--- Exercise materials Enclosed Below ---
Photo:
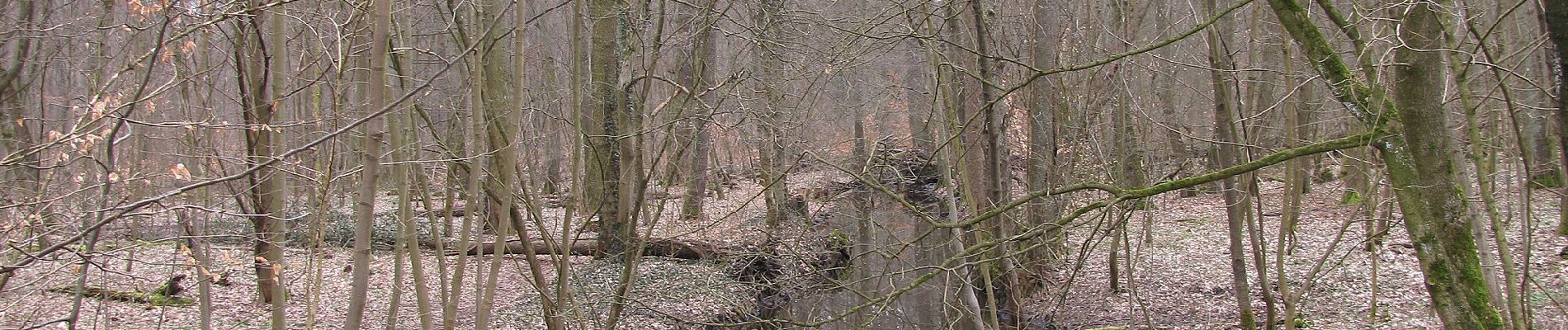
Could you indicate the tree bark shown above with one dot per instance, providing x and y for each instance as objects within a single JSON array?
[
  {"x": 1225, "y": 157},
  {"x": 602, "y": 120},
  {"x": 372, "y": 96},
  {"x": 1557, "y": 31},
  {"x": 253, "y": 61}
]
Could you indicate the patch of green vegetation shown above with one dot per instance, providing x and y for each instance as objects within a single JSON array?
[
  {"x": 125, "y": 296},
  {"x": 1350, "y": 197}
]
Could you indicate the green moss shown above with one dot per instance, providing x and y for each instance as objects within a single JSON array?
[
  {"x": 125, "y": 296},
  {"x": 1352, "y": 197}
]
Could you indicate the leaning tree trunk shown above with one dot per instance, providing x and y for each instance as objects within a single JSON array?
[
  {"x": 267, "y": 190},
  {"x": 1419, "y": 162},
  {"x": 1557, "y": 31}
]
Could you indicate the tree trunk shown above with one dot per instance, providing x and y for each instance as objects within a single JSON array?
[
  {"x": 1557, "y": 31},
  {"x": 1226, "y": 155},
  {"x": 1419, "y": 163},
  {"x": 372, "y": 96},
  {"x": 602, "y": 120},
  {"x": 253, "y": 59}
]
--- End of Enclosed Exercise materials ---
> [Your assignment]: The listing is to be reproduced in full and exactly, except that its pictures are to be dropped.

> [Reply to the exercise]:
Photo:
Could you indicate the tree bark shown above with one dot per instance, providing x and y for each instance as objects within a single JSON array?
[
  {"x": 1225, "y": 157},
  {"x": 602, "y": 120},
  {"x": 372, "y": 96},
  {"x": 1557, "y": 31},
  {"x": 253, "y": 61}
]
Could you indicate the patch of green vegetation shown above with one dot per instance, providing x and y for each instance as objects within a single JSON array?
[
  {"x": 125, "y": 296},
  {"x": 1350, "y": 197}
]
Could you indicate the green moss shown above with one dot per instance, providing x and y for each instance as objects within a single JSON array?
[
  {"x": 125, "y": 296},
  {"x": 1352, "y": 197}
]
Could you indicate the leaning tree trunk shown above with one dot per instance, providing x and y for each instance as objects within a single JSON array?
[
  {"x": 267, "y": 190},
  {"x": 1419, "y": 162},
  {"x": 1557, "y": 31}
]
Could you indicate the tree trunk shown above with one dot per instance, providing x and y for each instance as objects within a single JSON array?
[
  {"x": 1557, "y": 31},
  {"x": 1226, "y": 155},
  {"x": 1419, "y": 163},
  {"x": 372, "y": 96},
  {"x": 602, "y": 120},
  {"x": 253, "y": 59}
]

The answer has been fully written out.